- **WHAT YOU NEED TO DO**
In the listing below, find each line containing "hose" and report it.

- **GIVEN ENTRIES**
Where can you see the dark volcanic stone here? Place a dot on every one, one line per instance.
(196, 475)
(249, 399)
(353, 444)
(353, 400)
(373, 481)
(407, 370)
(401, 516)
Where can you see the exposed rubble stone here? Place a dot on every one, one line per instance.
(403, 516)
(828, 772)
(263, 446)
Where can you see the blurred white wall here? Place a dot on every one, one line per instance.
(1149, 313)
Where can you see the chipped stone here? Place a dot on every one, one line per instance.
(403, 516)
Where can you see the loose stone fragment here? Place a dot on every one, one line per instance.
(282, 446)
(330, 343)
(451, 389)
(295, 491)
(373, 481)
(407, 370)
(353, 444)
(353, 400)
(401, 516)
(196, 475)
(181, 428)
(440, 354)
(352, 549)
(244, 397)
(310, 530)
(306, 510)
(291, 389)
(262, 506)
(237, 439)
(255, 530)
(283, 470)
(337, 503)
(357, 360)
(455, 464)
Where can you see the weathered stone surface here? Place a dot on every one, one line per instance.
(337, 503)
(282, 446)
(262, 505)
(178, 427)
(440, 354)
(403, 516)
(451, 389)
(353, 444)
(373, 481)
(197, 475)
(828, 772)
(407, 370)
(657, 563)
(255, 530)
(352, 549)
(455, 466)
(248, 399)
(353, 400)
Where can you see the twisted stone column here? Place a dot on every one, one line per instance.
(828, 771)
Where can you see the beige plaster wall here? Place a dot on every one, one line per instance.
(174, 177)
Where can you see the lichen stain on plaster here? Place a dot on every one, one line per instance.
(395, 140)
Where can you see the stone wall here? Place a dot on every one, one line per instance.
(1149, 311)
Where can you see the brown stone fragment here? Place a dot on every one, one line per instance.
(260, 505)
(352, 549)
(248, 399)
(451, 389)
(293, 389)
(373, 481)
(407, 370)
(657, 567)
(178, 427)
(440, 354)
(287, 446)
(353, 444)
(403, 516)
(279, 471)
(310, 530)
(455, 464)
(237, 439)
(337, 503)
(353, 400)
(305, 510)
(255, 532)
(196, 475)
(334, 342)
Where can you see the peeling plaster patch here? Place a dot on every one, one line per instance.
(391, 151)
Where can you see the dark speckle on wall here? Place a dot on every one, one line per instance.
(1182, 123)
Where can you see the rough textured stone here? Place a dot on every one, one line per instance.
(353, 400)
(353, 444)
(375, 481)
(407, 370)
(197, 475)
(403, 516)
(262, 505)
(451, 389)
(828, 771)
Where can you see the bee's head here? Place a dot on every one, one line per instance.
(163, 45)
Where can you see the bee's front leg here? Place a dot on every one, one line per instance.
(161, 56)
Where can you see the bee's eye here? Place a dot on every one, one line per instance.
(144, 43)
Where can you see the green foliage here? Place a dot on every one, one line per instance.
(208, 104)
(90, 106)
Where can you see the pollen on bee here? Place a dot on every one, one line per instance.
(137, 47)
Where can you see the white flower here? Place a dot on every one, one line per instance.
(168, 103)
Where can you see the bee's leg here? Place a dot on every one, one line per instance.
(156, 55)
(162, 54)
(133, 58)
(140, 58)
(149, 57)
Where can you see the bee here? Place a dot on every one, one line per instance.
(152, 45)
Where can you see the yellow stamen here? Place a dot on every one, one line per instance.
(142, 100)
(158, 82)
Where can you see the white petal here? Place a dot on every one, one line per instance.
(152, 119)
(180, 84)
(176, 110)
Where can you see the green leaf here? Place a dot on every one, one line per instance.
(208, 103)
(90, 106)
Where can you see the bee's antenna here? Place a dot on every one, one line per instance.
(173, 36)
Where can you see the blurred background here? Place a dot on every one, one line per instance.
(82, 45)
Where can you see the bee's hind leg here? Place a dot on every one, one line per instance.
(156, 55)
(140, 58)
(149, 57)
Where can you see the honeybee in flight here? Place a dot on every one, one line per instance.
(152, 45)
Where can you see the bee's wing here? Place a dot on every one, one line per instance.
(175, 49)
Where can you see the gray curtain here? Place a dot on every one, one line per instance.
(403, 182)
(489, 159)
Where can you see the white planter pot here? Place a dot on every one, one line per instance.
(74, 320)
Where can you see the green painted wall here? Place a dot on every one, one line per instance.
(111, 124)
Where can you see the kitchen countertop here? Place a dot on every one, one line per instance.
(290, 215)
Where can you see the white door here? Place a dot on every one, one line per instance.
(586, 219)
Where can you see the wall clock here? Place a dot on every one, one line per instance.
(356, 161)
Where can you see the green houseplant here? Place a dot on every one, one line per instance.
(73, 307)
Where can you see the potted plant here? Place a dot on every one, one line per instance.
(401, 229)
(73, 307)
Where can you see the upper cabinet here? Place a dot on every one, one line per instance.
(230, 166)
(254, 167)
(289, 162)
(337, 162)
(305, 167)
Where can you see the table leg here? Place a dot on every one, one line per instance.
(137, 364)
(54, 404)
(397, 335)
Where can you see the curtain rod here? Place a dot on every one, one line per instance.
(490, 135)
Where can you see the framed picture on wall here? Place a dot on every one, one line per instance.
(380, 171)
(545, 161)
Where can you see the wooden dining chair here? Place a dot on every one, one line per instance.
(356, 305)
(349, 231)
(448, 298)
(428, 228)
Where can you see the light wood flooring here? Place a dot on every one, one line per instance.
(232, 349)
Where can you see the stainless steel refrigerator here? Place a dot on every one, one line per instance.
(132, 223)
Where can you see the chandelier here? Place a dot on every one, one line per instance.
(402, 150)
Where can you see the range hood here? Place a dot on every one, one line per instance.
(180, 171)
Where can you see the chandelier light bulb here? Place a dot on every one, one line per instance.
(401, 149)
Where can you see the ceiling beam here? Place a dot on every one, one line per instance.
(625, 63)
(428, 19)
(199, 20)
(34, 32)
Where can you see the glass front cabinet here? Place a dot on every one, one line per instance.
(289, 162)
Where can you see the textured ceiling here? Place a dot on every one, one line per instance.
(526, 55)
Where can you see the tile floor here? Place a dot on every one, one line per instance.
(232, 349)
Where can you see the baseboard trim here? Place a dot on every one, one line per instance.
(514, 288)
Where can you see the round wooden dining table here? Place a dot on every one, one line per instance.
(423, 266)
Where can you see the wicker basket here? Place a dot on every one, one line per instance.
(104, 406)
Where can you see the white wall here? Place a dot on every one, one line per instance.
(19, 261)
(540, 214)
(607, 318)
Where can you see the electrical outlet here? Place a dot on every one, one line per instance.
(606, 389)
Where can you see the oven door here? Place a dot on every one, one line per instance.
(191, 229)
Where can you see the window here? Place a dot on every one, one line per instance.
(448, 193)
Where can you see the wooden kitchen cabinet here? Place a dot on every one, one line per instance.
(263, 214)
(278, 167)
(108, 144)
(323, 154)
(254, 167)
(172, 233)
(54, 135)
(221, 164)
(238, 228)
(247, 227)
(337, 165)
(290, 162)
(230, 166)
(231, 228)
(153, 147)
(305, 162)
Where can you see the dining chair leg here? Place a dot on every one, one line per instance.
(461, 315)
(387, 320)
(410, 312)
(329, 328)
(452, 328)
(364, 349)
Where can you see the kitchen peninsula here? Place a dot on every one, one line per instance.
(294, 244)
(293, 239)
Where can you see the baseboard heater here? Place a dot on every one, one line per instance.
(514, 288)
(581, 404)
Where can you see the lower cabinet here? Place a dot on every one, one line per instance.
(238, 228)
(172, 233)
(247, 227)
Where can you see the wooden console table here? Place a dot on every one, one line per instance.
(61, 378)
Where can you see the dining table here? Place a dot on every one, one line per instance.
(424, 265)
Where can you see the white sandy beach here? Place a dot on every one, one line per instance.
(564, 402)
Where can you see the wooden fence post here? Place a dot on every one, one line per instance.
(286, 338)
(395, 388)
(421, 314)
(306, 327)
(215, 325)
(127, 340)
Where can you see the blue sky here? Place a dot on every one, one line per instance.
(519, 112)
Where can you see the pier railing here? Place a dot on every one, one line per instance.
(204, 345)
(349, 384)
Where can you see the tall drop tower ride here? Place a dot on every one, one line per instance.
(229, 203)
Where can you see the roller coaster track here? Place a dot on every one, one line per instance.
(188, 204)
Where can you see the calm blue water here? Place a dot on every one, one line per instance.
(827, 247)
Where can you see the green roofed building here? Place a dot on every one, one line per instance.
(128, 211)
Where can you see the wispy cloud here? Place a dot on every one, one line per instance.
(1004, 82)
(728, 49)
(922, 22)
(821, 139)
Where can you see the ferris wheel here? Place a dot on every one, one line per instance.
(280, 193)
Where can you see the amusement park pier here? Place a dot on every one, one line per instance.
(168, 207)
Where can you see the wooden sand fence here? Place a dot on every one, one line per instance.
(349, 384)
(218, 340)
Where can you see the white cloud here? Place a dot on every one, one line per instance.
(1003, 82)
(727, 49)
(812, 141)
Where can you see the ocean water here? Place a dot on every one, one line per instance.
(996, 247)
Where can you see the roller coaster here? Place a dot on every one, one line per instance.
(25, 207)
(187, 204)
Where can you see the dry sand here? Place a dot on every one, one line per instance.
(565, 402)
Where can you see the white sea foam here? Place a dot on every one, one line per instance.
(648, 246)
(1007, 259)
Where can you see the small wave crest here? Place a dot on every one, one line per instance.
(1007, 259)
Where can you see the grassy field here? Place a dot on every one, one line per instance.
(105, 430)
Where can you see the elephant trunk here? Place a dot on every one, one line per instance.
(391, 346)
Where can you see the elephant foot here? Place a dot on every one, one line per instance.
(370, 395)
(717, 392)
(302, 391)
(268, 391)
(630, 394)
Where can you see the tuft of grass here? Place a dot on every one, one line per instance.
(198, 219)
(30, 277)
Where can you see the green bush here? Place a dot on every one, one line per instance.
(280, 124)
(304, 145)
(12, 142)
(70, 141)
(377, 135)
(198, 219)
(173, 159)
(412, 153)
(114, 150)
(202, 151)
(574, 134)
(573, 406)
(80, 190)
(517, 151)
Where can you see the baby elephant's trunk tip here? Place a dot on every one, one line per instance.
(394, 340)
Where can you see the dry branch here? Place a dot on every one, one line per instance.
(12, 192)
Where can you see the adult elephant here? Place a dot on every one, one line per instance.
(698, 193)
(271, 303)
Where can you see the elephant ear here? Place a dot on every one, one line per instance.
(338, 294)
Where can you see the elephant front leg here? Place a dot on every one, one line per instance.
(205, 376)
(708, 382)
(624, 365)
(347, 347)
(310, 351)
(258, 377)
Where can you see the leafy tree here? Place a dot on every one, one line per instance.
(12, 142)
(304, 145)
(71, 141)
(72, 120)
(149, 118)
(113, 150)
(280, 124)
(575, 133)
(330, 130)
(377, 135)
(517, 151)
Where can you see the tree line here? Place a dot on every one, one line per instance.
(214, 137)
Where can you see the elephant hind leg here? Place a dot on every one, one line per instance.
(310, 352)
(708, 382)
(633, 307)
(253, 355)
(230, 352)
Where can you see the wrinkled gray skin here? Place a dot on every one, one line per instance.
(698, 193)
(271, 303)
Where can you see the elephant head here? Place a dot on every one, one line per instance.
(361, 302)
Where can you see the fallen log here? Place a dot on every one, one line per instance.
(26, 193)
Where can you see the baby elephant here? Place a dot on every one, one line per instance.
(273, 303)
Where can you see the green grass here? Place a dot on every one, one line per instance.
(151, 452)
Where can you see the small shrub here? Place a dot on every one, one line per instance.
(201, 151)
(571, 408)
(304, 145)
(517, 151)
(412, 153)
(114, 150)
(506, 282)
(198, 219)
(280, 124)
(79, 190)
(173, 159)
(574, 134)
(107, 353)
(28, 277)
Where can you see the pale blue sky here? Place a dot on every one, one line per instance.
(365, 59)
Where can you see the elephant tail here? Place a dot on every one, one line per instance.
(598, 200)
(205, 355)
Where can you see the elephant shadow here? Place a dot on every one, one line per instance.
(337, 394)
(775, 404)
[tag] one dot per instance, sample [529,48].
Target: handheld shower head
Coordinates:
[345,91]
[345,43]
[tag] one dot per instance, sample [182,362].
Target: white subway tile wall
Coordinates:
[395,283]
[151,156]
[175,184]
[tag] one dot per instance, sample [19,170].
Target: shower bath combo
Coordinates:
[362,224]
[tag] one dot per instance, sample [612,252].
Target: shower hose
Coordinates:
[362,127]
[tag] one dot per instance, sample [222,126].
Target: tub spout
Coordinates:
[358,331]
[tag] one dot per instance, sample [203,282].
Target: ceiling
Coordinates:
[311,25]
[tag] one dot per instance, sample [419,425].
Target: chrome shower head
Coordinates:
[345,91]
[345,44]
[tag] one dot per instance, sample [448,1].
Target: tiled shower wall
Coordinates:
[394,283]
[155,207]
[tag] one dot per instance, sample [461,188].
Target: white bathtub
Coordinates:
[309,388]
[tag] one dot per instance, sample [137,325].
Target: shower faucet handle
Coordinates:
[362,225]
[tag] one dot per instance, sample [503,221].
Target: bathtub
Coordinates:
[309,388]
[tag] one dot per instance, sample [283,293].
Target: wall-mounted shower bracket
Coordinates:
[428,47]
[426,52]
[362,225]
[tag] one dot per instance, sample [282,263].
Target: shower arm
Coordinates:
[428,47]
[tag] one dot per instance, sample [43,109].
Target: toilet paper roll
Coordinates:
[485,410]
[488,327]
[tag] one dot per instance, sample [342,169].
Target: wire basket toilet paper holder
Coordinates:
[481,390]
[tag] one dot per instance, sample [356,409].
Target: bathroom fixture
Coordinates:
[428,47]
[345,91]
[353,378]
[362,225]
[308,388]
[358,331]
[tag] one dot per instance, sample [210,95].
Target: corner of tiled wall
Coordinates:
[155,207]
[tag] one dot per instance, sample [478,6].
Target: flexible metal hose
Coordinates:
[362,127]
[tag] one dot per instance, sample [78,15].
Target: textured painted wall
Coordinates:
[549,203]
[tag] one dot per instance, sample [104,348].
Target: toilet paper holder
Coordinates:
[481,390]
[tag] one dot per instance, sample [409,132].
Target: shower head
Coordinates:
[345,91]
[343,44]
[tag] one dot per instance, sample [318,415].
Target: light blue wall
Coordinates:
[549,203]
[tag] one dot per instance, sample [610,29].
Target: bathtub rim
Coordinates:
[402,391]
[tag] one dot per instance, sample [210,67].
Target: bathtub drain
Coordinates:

- **FINAL ANSWER**
Target: shower hose
Target: flexible metal hose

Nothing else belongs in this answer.